(Image point annotation entries)
════
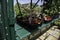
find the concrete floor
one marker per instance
(52, 34)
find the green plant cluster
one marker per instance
(57, 22)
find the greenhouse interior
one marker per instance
(29, 19)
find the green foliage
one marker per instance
(25, 10)
(57, 22)
(52, 7)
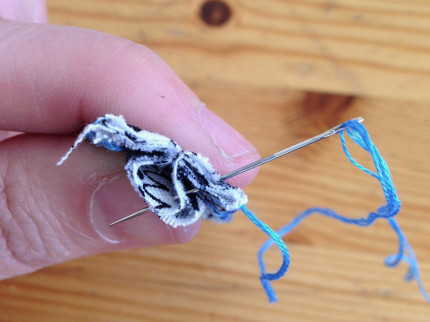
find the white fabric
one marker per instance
(162, 173)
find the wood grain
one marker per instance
(366, 47)
(252, 72)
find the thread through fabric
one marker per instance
(163, 174)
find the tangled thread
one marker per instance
(358, 133)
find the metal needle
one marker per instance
(326, 134)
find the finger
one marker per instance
(84, 74)
(24, 10)
(52, 214)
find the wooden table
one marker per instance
(280, 72)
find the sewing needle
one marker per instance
(326, 134)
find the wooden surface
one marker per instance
(271, 71)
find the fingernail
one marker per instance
(226, 138)
(115, 198)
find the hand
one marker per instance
(53, 80)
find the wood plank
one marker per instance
(370, 48)
(252, 72)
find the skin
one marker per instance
(54, 80)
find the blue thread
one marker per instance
(265, 278)
(358, 133)
(108, 144)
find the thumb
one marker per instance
(50, 214)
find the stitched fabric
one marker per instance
(162, 173)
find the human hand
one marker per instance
(53, 80)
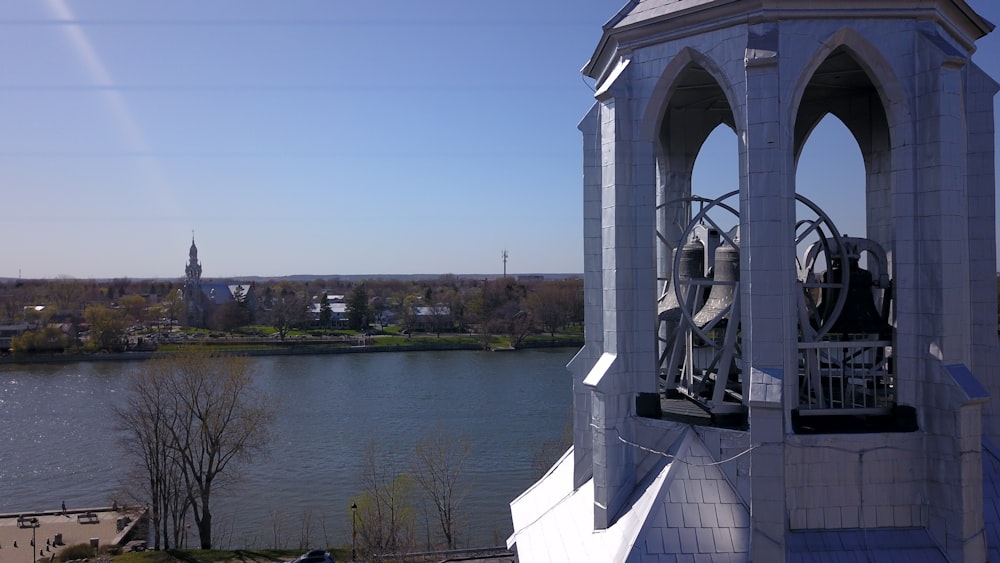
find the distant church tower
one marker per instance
(754, 386)
(194, 299)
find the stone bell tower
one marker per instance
(756, 385)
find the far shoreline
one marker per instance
(290, 350)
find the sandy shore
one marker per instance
(75, 526)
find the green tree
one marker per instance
(287, 310)
(107, 328)
(45, 339)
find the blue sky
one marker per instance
(311, 137)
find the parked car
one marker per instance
(315, 556)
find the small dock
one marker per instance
(43, 534)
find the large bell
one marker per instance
(860, 314)
(720, 299)
(692, 266)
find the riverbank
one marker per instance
(271, 348)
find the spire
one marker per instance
(193, 268)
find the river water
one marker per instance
(57, 442)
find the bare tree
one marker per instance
(143, 421)
(386, 513)
(438, 464)
(205, 415)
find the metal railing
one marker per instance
(850, 376)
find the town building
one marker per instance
(754, 385)
(203, 299)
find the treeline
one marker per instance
(90, 314)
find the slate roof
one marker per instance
(686, 511)
(905, 545)
(991, 499)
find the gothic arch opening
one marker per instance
(698, 161)
(844, 239)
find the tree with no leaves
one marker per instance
(438, 464)
(386, 513)
(191, 419)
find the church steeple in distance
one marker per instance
(193, 268)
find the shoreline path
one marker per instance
(77, 526)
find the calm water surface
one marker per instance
(57, 442)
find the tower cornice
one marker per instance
(642, 23)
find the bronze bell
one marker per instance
(692, 266)
(720, 298)
(859, 315)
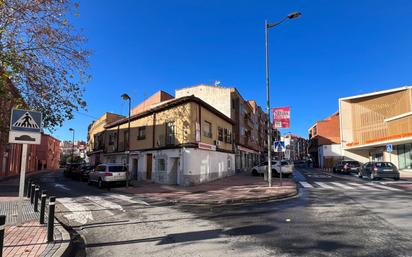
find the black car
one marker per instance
(84, 172)
(375, 170)
(72, 169)
(346, 167)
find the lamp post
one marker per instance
(269, 129)
(127, 97)
(71, 158)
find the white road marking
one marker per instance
(127, 199)
(62, 187)
(369, 188)
(104, 203)
(342, 185)
(305, 184)
(384, 187)
(80, 213)
(395, 182)
(324, 185)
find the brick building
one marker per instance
(324, 142)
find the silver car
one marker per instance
(108, 173)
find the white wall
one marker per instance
(208, 165)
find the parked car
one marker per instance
(346, 167)
(277, 166)
(375, 170)
(108, 173)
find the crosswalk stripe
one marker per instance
(364, 187)
(305, 184)
(385, 187)
(341, 185)
(324, 185)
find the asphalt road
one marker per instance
(333, 216)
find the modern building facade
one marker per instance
(249, 129)
(371, 122)
(324, 142)
(181, 141)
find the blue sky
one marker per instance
(336, 49)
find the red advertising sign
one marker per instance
(281, 117)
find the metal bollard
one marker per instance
(50, 223)
(36, 198)
(33, 186)
(28, 188)
(42, 205)
(2, 222)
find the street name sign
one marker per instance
(25, 127)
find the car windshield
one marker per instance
(384, 165)
(117, 168)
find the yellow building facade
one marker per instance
(182, 141)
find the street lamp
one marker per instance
(127, 97)
(267, 27)
(71, 158)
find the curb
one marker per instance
(65, 240)
(282, 197)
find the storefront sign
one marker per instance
════
▸ Task details
Copy all of the lines of data above word for word, omitting the pictures.

▸ Solved problem
find the concrete floor
one marker per instance
(52, 34)
find the green plant cluster
one marker per instance
(57, 22)
find the greenhouse interior
one marker per instance
(29, 19)
find the green foliage
one marker per instance
(25, 10)
(57, 22)
(52, 7)
find the white fabric
one marker per instance
(162, 173)
find the wood grain
one marker per instance
(366, 47)
(252, 72)
find the thread through fabric
one marker per instance
(163, 174)
find the tangled thread
one marker per instance
(358, 133)
find the metal needle
one marker per instance
(326, 134)
find the finger
one marker per instance
(84, 74)
(24, 10)
(52, 214)
find the wooden table
one marker per instance
(280, 72)
find the sewing needle
one marker per instance
(326, 134)
find the wooden surface
one marker per instance
(271, 71)
find the fingernail
one marker per instance
(226, 138)
(115, 198)
find the hand
one marker per instance
(53, 80)
find the wood plank
one marker per instance
(370, 48)
(252, 72)
find the skin
one marker per instance
(54, 80)
find the blue thread
one marker per instance
(265, 278)
(358, 133)
(108, 144)
find the thumb
one marker per instance
(50, 214)
find the stitched fabric
one marker per instance
(162, 173)
find the human hand
one marker per instance
(53, 80)
find the distant church tower
one marker per instance
(754, 386)
(194, 299)
find the stone bell tower
one marker per instance
(756, 385)
find the far shoreline
one marker per instance
(290, 350)
find the sandy shore
one marker per instance
(75, 526)
find the green tree
one marker per instance
(287, 310)
(107, 328)
(45, 339)
find the blue sky
one marker per instance
(311, 137)
find the parked car
one marker per instance
(315, 556)
find the small dock
one marker per instance
(43, 534)
find the large bell
one marker per instance
(860, 314)
(720, 299)
(692, 266)
find the riverbank
one marker per instance
(271, 348)
find the spire
one marker per instance
(193, 268)
find the river water
one marker per instance
(57, 442)
find the bare tree
one marker per instance
(143, 421)
(386, 513)
(438, 464)
(205, 415)
find the metal railing
one marker per instance
(850, 376)
find the town building
one marker per instance
(754, 385)
(203, 299)
find the treeline
one marker per instance
(90, 314)
find the slate roof
one marker per instance
(686, 511)
(905, 545)
(991, 499)
find the gothic arch opening
one marker per instance
(698, 161)
(844, 239)
find the tree with no leaves
one marker per instance
(438, 464)
(386, 513)
(191, 419)
find the church steeple in distance
one marker per instance
(193, 268)
find the shoreline path
one marker per instance
(77, 526)
find the calm water surface
one marker per instance
(57, 442)
find the tower cornice
one marker per instance
(642, 23)
find the bronze bell
one marker per instance
(692, 266)
(720, 298)
(859, 315)
find the black car
one marker per instance
(84, 172)
(375, 170)
(72, 169)
(346, 167)
find the lamp post
one marker per instance
(269, 129)
(127, 97)
(71, 158)
find the white road marking
one marker per instance
(127, 199)
(62, 187)
(369, 188)
(104, 203)
(342, 185)
(305, 184)
(384, 187)
(80, 213)
(395, 182)
(324, 185)
find the brick building
one marker per instance
(324, 142)
find the silver car
one marker per instance
(108, 173)
find the white wall
one marker per instance
(208, 165)
find the parked car
one marker per instance
(346, 167)
(277, 166)
(375, 170)
(108, 173)
find the crosswalk stripe
one marker per instance
(364, 187)
(305, 184)
(385, 187)
(341, 185)
(324, 185)
find the asphalt road
one marker per instance
(333, 216)
find the modern building facade
one marker per instance
(249, 129)
(371, 122)
(324, 142)
(181, 141)
find the blue sky
one marker per instance
(336, 49)
find the red advertising sign
one marker per instance
(281, 117)
find the metal bollard
one marker per instance
(50, 223)
(36, 198)
(33, 186)
(28, 188)
(42, 205)
(2, 222)
find the street name sign
one marker per instance
(25, 127)
find the car windshield
one marker per instance
(384, 165)
(117, 168)
find the yellow building facade
one marker per instance
(182, 141)
find the street lamp
one marker per instance
(127, 97)
(267, 27)
(71, 158)
find the curb
one marker per instance
(65, 240)
(282, 197)
find the storefront sign
one marker per instance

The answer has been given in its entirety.